爬取微博评论突破50页限制

木头MT · 发表于 2022-4-17 23:27

本帖最后由木头MT 于 2022-4-18 13:39 编辑

其实突破五十页限制就是用移动版weibo
今天突然想做个舆情分析，
因为看到团中央的一些事，
就去爬了一些内容，
看了一下论坛内的爬虫好像都不能用了，
就改了一下，存到csv，后期的舆情分析可以用@灵海之森这位兄弟的库
https://github.com/stay-leave/weibo-crawer
大佬勿喷
直接上代码：

[Python] 纯文本查看 复制代码

# 定义保存评论的函数
import requests
import re
import csv
import time
import random
def bcpl(weibo_id, url, headers, number):
    url1=url
    count = 0  # 设置一个初始变量count为0来进行计数
    max_id=0
        # 当count数量小于预期的number时，进行循环
    while count < number:
        # 判断是不是第一组评论，如果是的话，第一组评论不需要加max_id，之后的需要加
        if count == 0:
            try:
                url3 = url + weibo_id + '&mid=' + weibo_id + '&max_id_type=0'
                time.sleep(random.randint(0, 5))
                web_data = requests.get(url3, headers=headers)  # F12查看data信息

                js_con = web_data.json()  # 转换一下数据格式
                # 获取连接下一页评论的max_id
                max_id = js_con['data']['max_id']  # max_id在[data]中
                max_tpye = js_con['data']['max_id_type']
                print(url)

所给数据 →

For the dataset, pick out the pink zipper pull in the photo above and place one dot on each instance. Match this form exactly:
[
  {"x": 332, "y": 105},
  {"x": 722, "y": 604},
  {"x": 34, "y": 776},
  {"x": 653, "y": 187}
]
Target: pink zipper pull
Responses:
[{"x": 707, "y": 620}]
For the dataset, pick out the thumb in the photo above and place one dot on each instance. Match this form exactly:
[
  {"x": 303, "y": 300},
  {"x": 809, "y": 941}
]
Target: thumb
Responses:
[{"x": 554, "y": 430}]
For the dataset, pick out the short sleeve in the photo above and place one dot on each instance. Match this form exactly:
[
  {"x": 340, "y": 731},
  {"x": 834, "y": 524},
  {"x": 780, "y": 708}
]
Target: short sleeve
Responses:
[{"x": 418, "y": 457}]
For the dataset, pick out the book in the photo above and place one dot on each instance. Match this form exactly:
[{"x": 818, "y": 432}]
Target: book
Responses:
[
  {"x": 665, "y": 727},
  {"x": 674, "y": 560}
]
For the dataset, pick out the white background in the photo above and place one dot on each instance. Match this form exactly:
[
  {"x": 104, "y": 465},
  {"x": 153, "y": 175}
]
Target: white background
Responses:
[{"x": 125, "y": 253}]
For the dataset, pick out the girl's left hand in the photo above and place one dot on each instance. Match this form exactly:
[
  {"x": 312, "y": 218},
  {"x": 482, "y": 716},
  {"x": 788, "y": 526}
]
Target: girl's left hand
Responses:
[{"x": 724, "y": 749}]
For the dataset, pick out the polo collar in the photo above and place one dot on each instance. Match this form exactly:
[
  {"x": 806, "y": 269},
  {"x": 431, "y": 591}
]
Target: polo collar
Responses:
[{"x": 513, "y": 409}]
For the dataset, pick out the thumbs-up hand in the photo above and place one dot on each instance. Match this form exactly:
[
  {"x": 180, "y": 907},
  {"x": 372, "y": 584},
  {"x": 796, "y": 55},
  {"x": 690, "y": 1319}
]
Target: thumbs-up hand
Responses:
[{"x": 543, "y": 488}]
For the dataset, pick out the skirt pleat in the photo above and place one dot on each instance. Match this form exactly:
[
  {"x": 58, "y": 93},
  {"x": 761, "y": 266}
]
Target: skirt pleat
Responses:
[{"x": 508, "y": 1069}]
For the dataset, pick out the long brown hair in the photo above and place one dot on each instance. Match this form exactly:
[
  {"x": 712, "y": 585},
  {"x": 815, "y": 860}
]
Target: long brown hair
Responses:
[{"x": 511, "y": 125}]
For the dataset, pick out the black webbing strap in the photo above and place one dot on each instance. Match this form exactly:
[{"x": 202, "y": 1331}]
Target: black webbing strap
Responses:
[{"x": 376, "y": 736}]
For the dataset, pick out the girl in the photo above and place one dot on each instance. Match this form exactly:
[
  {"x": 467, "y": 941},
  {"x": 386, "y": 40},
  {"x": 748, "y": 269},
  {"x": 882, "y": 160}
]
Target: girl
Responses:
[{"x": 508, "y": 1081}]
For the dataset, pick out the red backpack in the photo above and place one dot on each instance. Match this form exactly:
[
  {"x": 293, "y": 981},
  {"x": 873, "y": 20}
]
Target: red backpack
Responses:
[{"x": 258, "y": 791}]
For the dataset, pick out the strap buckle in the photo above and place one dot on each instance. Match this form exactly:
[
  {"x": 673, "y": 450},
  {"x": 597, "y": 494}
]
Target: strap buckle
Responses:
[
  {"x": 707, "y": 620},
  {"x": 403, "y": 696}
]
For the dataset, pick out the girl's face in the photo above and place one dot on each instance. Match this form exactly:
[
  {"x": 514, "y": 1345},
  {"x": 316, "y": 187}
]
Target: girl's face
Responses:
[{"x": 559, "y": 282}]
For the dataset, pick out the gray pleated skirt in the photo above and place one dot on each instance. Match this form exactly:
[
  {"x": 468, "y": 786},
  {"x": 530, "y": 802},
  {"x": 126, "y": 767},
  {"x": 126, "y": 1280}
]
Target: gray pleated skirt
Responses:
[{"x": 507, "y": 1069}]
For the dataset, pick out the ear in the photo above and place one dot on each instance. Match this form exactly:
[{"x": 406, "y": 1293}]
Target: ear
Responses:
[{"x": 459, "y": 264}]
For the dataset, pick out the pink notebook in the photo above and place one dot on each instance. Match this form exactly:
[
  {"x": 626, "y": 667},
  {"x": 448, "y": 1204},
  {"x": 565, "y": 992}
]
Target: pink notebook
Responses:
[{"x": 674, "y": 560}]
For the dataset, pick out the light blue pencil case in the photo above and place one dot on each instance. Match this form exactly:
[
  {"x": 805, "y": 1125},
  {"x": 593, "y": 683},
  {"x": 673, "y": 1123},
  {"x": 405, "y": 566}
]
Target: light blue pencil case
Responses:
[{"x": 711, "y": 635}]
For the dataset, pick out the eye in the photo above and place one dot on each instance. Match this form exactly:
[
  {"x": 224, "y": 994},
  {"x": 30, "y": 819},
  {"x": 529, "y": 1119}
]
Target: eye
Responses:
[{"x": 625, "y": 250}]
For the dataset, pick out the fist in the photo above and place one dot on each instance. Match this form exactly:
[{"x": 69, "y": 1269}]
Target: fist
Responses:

...

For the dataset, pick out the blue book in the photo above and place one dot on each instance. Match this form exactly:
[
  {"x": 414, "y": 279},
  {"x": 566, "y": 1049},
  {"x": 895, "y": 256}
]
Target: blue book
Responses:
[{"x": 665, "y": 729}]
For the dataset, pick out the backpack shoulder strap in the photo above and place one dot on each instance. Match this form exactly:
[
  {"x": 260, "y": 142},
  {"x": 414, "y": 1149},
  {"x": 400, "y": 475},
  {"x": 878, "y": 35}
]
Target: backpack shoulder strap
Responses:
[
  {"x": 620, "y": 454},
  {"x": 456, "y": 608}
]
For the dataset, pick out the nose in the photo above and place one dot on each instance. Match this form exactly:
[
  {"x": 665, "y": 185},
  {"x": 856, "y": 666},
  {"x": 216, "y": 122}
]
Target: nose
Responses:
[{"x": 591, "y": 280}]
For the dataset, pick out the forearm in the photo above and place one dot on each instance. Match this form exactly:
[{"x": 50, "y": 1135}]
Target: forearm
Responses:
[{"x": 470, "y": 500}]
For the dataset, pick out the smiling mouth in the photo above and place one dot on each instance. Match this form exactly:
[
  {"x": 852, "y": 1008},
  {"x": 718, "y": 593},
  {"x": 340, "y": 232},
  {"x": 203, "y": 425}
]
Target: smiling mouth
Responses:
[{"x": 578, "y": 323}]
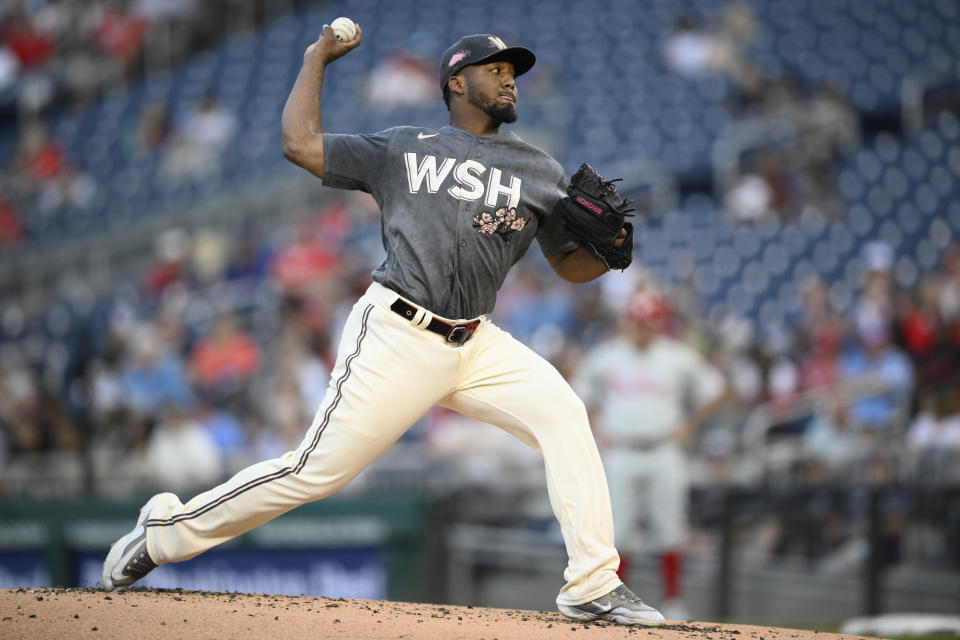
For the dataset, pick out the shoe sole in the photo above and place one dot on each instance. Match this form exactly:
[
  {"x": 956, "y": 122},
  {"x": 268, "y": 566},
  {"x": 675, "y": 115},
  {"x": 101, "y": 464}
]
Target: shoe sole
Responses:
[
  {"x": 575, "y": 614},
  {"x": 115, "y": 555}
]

题目要求 → 请从末尾接着续写这篇讲述如何突破五十页限制爬取微博评论的帖子。 完成本题无需参考所给数据。

书面作答 →
                comments = js_con['data']['data']  # 获得数据中[data]中的[data]
                for comment in comments:  # 依次循环获得comments中的数据
                    text = comment["text"]
                    create_time = time.strftime( '%Y-%m-%d %H:%M:%S',(time.strptime(comment['created_at'].replace('+0800',''))))
                    floor_number = comment['floor_number']
                    userid = comment['user']['id']
                    screen_name = comment['user']['screen_name']
                    label = re.compile(r'</?\w+[^>]*>', re.S)
                    text = re.sub(label, '', text)
                    count += 1  # count = count + 1
                    csv_opreator([count, create_time, userid, screen_name, floor_number, text])
                    print([count, create_time, userid, screen_name, floor_number, text])
                    print("第{}条数据获取成功".format(count))
            except Exception as e:
                print("出错了", e)
                continue
        else:
            try:
                url2 = url1 + weibo_id + '&mid=' + weibo_id +'&max_id=' + str(max_id) + '&max_id_type='+str(max_tpye)
                time.sleep(random.randint(0, 6))
                web_data = requests.get(url2, headers=headers)
                print(web_data,url2)
                js_con = web_data.json()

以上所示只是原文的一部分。